State the number of lines in these records holding "blonde". Say nothing more.

══════

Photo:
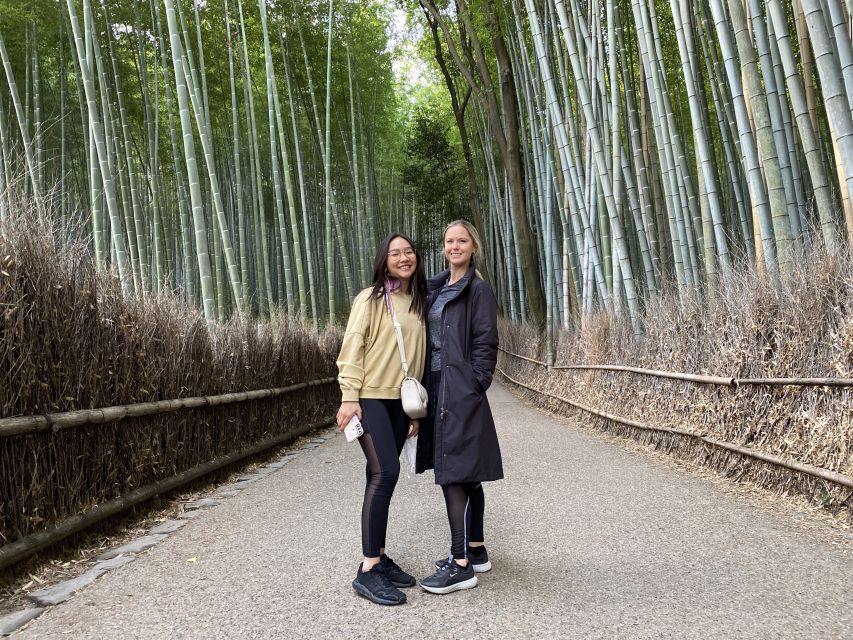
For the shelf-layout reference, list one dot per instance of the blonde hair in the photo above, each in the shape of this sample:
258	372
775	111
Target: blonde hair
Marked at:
475	237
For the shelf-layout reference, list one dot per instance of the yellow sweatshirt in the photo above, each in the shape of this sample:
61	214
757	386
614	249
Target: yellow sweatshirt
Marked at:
369	361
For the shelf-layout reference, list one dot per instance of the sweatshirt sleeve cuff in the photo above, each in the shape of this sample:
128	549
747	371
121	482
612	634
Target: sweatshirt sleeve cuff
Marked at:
349	395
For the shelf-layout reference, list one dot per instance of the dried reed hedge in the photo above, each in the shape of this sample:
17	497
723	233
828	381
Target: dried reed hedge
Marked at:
69	341
745	330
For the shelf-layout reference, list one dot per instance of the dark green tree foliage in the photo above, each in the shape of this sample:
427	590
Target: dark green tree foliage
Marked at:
433	170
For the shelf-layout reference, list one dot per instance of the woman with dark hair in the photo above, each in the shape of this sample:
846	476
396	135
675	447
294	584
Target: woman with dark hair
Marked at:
463	443
370	374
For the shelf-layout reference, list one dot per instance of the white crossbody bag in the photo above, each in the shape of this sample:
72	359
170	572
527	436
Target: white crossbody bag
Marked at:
412	392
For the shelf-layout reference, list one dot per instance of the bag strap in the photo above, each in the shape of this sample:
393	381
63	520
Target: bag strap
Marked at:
399	333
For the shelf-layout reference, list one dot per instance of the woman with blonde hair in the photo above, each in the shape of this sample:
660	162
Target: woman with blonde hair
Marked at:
463	444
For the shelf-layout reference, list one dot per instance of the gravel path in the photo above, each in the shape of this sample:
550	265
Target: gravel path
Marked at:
587	540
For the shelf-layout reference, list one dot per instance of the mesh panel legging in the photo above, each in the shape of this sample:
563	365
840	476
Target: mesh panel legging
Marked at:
385	428
466	504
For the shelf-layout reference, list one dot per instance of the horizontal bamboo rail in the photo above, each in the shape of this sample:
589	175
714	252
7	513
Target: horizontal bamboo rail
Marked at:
20	549
69	419
696	378
817	472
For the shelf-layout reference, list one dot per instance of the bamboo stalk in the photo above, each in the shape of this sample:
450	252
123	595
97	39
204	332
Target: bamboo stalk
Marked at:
697	378
68	419
25	547
801	467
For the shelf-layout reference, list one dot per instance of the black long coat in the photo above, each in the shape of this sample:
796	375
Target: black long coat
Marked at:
458	437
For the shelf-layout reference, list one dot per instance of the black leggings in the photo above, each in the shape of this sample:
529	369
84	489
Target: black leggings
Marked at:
466	505
385	429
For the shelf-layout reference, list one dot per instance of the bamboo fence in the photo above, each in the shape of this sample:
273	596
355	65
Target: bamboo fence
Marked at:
816	472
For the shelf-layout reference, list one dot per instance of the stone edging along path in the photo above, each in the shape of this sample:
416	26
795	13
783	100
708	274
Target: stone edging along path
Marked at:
124	553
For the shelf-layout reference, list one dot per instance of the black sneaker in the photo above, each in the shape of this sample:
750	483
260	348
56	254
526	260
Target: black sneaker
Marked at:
376	587
396	575
450	577
478	557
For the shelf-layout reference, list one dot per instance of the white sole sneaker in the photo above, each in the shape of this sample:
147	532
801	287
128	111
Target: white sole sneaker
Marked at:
470	583
482	568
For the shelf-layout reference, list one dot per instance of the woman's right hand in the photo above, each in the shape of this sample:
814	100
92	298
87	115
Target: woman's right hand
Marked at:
349	408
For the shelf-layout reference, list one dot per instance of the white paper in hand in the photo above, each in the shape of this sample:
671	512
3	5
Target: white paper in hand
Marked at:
410	450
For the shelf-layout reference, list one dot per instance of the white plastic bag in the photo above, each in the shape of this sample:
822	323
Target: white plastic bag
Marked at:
410	450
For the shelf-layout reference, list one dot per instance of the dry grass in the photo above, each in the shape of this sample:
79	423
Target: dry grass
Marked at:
744	330
68	340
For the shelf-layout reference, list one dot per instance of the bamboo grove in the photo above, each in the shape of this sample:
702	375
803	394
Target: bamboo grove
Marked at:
610	151
231	152
650	145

══════

=== OUTPUT OF THE TASK ===
4